WHAT IS REQUIRED | In the entries, find all lines that hold the word "bare" and copy them.

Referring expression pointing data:
[Start of Attachment]

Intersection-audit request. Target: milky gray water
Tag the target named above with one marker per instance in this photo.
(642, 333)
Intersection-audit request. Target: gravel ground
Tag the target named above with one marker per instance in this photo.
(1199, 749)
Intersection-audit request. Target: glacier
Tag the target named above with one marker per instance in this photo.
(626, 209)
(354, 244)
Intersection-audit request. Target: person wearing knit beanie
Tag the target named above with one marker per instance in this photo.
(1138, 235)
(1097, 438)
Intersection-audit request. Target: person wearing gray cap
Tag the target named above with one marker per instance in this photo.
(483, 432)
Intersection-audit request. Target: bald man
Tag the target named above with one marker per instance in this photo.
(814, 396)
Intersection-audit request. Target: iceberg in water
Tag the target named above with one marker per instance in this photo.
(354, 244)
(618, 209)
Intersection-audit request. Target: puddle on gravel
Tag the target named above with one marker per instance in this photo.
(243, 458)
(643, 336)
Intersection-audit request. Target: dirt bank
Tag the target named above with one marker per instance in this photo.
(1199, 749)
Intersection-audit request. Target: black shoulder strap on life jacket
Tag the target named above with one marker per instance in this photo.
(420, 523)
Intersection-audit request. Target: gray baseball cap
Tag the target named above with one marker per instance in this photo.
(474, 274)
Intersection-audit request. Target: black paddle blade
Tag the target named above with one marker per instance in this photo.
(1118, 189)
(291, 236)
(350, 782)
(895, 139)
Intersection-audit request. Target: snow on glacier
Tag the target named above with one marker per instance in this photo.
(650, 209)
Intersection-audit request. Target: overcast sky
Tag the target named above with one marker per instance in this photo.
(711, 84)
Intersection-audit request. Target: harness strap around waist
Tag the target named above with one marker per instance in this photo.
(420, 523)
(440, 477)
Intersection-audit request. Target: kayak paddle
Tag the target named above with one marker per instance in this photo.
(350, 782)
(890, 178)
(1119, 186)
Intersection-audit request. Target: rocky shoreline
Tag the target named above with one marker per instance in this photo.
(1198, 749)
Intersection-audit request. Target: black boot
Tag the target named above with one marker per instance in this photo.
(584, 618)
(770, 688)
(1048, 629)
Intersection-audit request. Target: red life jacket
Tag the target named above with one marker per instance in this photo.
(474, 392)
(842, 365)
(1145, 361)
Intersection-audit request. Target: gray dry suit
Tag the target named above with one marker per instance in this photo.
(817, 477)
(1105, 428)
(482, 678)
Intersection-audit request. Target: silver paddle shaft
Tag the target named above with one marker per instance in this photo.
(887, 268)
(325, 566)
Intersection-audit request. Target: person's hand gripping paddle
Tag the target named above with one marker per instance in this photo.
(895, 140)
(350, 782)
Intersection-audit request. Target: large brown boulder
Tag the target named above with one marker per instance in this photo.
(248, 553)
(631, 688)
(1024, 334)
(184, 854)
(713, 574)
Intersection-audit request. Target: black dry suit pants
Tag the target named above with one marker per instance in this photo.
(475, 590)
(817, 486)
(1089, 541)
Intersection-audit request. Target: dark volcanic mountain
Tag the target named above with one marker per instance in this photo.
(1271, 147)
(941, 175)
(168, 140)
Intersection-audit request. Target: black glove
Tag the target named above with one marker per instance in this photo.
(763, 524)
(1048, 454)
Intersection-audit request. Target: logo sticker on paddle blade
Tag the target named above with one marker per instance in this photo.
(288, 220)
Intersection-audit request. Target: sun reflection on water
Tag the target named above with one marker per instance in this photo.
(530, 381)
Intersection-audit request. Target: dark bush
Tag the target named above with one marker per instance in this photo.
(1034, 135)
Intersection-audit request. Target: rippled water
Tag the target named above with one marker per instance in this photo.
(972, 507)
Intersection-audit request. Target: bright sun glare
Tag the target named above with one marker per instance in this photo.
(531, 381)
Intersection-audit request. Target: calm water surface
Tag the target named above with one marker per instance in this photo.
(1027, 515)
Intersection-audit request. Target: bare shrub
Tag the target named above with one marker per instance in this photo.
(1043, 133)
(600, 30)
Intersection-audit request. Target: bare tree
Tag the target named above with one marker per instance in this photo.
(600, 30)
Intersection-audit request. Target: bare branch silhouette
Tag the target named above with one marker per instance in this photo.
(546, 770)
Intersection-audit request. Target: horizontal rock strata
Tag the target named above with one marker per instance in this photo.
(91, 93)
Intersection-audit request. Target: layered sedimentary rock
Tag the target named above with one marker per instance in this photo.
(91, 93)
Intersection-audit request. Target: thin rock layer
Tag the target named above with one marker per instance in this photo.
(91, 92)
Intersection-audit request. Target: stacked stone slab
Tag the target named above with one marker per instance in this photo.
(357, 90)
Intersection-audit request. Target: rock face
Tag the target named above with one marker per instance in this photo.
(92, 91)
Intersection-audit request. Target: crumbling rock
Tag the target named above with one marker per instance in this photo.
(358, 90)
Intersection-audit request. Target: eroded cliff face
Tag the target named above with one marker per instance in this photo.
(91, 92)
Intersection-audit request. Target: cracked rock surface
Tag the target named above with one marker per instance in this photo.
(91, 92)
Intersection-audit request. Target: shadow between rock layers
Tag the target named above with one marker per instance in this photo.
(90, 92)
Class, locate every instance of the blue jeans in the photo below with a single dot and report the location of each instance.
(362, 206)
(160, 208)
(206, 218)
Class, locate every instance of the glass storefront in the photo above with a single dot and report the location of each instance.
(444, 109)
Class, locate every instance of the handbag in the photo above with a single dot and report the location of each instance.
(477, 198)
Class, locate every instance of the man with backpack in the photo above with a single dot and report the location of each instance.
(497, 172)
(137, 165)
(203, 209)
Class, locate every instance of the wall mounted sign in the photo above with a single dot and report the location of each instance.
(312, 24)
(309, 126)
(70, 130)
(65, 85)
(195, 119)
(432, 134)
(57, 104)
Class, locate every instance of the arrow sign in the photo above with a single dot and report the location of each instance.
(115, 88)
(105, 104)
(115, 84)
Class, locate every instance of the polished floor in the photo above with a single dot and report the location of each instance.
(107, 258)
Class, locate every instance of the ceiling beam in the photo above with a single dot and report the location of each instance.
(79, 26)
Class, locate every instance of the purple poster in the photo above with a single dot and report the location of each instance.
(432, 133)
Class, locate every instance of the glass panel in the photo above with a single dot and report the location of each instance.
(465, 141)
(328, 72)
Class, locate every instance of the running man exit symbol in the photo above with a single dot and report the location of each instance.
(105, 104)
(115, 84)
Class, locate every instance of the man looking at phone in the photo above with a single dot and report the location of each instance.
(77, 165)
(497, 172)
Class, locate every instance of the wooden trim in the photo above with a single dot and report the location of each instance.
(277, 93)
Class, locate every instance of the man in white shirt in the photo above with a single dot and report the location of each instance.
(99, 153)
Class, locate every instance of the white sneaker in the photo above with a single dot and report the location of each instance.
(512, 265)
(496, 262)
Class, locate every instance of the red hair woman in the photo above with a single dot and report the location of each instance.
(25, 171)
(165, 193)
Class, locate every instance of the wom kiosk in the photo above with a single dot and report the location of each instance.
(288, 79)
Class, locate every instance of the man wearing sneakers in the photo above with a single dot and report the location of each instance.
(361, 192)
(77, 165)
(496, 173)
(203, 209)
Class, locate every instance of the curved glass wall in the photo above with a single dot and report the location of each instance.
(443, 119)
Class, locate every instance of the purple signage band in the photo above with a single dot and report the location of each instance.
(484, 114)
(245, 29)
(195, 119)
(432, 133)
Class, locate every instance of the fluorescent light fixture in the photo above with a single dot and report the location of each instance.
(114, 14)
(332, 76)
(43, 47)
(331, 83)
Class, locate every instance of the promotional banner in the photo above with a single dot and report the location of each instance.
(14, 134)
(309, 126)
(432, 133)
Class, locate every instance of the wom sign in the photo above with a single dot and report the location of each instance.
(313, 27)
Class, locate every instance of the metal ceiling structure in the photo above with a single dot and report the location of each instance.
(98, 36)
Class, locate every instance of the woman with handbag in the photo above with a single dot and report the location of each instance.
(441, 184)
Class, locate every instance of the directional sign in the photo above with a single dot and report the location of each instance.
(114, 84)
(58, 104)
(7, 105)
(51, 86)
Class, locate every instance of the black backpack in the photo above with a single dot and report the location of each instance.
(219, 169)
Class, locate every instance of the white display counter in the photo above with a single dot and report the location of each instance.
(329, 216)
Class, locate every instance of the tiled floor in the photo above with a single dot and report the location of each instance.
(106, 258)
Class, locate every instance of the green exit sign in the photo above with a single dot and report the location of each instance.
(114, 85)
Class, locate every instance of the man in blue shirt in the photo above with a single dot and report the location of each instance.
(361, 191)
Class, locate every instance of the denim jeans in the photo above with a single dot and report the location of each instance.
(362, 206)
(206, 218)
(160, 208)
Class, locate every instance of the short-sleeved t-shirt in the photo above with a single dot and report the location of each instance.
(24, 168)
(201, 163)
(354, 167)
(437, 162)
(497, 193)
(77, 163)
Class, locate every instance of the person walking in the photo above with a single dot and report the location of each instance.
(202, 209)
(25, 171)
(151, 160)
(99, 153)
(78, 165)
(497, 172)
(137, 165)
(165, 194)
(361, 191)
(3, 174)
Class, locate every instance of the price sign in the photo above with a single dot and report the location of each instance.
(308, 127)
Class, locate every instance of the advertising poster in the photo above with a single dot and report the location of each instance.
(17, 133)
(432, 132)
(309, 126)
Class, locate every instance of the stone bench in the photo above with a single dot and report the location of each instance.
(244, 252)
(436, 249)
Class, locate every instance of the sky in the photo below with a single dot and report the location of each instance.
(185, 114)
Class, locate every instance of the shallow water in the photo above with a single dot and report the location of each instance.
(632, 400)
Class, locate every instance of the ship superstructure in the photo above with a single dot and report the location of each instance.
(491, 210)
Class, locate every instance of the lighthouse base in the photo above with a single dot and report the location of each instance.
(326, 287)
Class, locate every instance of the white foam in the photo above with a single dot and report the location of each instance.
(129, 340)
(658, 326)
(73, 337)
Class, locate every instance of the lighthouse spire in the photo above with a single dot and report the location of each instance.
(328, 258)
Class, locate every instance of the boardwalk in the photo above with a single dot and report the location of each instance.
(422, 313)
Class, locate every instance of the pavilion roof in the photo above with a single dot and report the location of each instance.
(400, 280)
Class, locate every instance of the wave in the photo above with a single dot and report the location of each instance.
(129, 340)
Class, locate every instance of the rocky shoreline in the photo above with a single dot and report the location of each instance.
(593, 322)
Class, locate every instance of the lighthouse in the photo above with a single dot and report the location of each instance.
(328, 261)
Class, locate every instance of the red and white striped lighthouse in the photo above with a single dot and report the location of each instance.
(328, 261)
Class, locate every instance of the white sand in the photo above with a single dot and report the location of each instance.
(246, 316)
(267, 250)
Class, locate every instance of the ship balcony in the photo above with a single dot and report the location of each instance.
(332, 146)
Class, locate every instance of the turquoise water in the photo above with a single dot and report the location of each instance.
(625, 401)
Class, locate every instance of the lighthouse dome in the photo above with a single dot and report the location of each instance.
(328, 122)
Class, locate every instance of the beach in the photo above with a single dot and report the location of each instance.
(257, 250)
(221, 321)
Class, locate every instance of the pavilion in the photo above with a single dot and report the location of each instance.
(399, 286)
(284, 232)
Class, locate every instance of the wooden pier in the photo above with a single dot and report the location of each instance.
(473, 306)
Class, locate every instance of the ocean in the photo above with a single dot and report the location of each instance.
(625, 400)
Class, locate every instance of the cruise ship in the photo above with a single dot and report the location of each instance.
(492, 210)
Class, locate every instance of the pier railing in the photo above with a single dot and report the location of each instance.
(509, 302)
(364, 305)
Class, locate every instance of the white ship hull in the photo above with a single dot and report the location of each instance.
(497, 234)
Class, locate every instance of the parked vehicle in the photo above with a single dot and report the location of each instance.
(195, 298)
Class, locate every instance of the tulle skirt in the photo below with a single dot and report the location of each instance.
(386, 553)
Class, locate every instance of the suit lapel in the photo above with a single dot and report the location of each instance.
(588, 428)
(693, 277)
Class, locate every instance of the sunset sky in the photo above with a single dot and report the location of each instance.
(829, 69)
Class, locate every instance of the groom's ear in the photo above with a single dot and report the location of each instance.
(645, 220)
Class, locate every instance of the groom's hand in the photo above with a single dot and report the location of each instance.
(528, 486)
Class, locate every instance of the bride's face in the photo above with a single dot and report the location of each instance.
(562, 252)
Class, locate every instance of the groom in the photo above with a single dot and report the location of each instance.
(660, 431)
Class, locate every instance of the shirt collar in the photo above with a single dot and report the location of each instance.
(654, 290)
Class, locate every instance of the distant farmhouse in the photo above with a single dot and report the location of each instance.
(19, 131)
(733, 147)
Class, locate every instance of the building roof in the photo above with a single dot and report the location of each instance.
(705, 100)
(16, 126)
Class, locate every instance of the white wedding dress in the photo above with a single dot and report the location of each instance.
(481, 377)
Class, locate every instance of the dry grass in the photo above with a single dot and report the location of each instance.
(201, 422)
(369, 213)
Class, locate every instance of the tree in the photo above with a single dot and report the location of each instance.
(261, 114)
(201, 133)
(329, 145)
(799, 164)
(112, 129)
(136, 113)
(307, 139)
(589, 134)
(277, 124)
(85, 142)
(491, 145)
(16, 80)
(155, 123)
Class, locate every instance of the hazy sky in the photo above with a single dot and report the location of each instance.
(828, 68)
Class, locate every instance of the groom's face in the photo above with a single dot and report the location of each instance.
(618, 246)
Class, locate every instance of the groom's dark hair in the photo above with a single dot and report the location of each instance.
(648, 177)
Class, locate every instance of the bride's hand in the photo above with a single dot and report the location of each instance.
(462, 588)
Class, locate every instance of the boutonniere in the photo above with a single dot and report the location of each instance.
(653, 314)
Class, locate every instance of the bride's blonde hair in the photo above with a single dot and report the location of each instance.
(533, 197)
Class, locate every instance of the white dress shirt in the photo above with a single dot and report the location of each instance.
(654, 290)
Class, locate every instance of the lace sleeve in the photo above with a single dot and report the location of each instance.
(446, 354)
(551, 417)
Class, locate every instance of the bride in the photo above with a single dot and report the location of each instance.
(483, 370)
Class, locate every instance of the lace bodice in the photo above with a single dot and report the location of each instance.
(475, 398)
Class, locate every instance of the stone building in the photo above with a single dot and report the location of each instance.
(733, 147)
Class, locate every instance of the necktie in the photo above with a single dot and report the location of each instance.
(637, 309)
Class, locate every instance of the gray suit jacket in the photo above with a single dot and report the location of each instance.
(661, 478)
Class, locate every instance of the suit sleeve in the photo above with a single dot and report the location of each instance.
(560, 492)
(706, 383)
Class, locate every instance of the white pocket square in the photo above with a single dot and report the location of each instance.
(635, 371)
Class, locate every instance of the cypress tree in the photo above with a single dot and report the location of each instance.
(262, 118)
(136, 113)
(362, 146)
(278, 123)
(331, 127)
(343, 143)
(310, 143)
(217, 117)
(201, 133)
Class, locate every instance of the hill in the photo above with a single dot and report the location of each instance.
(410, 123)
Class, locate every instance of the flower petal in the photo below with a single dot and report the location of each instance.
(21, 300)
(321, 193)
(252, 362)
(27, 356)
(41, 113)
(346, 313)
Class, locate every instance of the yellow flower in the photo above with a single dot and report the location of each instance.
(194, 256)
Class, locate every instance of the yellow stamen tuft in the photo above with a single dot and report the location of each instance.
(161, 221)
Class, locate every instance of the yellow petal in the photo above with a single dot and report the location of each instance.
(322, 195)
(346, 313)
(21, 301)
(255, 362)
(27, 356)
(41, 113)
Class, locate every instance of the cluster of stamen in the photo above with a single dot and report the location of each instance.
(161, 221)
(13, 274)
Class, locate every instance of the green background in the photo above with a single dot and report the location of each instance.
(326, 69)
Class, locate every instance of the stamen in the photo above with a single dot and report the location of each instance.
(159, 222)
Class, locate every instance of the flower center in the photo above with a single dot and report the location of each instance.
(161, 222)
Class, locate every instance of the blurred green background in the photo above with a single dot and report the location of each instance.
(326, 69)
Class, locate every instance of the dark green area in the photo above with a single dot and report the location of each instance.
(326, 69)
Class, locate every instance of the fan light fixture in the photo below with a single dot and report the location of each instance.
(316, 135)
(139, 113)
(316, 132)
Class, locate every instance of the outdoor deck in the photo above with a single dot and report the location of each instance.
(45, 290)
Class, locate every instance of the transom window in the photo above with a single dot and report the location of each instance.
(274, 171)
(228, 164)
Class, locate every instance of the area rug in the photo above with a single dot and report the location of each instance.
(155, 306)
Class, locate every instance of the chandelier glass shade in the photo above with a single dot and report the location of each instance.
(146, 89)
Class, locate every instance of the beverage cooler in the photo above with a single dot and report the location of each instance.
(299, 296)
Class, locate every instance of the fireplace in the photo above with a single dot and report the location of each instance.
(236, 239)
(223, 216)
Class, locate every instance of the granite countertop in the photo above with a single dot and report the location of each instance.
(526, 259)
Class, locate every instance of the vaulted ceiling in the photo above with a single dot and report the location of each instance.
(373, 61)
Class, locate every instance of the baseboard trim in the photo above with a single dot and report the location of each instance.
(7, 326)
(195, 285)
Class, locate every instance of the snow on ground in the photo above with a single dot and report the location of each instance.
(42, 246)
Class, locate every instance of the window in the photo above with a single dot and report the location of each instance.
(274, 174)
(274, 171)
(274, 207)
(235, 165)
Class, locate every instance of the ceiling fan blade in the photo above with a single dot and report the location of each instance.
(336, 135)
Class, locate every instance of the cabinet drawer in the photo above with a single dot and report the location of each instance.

[End of Attachment]

WRITTEN RESPONSE |
Intersection-audit request. Target: bare shrub
Intersection-audit request. Target: bare tree
Intersection-audit request. Target: bare branch silhouette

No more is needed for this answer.